RECORDS FOR THE TASK |
## begin

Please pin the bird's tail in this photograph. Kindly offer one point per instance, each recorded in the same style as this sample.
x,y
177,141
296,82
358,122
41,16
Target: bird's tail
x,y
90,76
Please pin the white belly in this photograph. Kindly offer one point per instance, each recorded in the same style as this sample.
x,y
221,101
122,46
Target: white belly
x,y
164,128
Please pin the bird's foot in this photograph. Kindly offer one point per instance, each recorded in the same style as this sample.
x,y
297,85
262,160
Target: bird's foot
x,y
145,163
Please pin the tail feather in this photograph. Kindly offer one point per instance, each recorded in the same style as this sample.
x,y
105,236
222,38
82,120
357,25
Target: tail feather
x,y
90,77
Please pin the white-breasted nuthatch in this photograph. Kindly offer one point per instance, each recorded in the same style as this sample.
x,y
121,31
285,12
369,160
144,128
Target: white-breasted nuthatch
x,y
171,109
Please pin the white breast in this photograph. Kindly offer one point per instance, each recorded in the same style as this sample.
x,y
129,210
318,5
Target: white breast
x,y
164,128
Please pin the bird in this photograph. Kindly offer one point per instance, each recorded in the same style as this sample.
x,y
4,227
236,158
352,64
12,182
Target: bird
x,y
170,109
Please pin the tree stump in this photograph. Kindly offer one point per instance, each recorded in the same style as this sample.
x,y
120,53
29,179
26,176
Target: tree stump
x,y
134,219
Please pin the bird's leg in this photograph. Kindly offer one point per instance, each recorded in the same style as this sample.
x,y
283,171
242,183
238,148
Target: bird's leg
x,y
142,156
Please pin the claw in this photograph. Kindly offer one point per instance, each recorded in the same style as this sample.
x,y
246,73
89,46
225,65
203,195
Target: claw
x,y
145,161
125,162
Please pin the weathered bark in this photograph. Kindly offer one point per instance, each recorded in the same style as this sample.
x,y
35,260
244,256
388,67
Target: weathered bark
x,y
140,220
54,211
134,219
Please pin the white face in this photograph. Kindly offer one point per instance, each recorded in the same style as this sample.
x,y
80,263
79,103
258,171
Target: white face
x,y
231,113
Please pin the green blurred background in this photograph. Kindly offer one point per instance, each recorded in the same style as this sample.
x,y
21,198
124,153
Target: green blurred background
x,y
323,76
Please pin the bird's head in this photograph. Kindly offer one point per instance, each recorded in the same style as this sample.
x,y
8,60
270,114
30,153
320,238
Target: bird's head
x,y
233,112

## end

EXERCISE BRIEF | Reproduce all the records above, substituting "image" for each occurrence of "photograph" and keeping everything else the same.

ANSWER TO THIS TASK |
Please pin the bird's tail in this image. Kindly offer one point per instance, each recorded in the same style as this sample.
x,y
177,141
296,82
358,122
41,16
Target: bird's tail
x,y
90,76
Please pin the white belly in this image. Kindly offer one point per instance, each recorded in the same style as this sample.
x,y
221,101
122,46
Target: white belly
x,y
164,128
Please pin the bird's foot in this image. Kindly offer one point per instance, each recorded in the same style as this sample.
x,y
297,85
262,160
Target: bird's foot
x,y
145,163
Please pin the tail feather in this image. Kindly offer one point per instance, each recorded in the same style as this sample.
x,y
105,236
222,38
82,120
357,25
Target: tail feather
x,y
90,77
Please pin the white-breasted nuthatch in this image. Kindly offer one point per instance, each recorded in the same style as this sample.
x,y
121,31
285,12
369,160
144,128
Target: white-breasted nuthatch
x,y
171,109
Please pin the white breast in this image. Kindly offer one point per instance, each recorded in the same style as this sample.
x,y
129,210
318,5
Target: white breast
x,y
164,128
Please pin the bird in this image. Kindly offer one point per instance, each recorded in the same style as this sample.
x,y
4,227
236,158
352,64
12,182
Target: bird
x,y
170,109
Please pin the tree stump in this image. Kindly offer one point per instance, each recorded in the same style as this sample.
x,y
120,53
29,179
26,176
Target: tree stump
x,y
134,219
Please pin the bird's leg in this image. Kindly offer one point per instance, each recorded in the same style as this sample.
x,y
283,171
242,183
238,148
Target: bird's leg
x,y
142,156
Please pin the claw in this image. Kindly offer one point per instance, each recorded in the same style as this sample.
x,y
246,73
89,46
225,65
203,195
Target: claw
x,y
145,161
125,162
Please pin the weathered bark in this image. Kindly offer one point per instance, each recorded in the same style as this sample.
x,y
35,260
244,256
388,67
Target: weathered bark
x,y
140,220
54,211
134,219
Please pin the white face in this image. Kindly offer one point per instance, each recorded in the same style as this sample.
x,y
80,263
79,103
258,171
Target: white face
x,y
231,113
Please pin the green blurred background in this image. Kindly offer one point per instance, each recorded in the same style as this sample.
x,y
21,198
124,153
Target: green blurred background
x,y
323,76
Please pin the bird's head in this image. Kindly offer one point per instance, each recorded in the same style as this sample.
x,y
8,60
270,114
30,153
320,238
Target: bird's head
x,y
233,112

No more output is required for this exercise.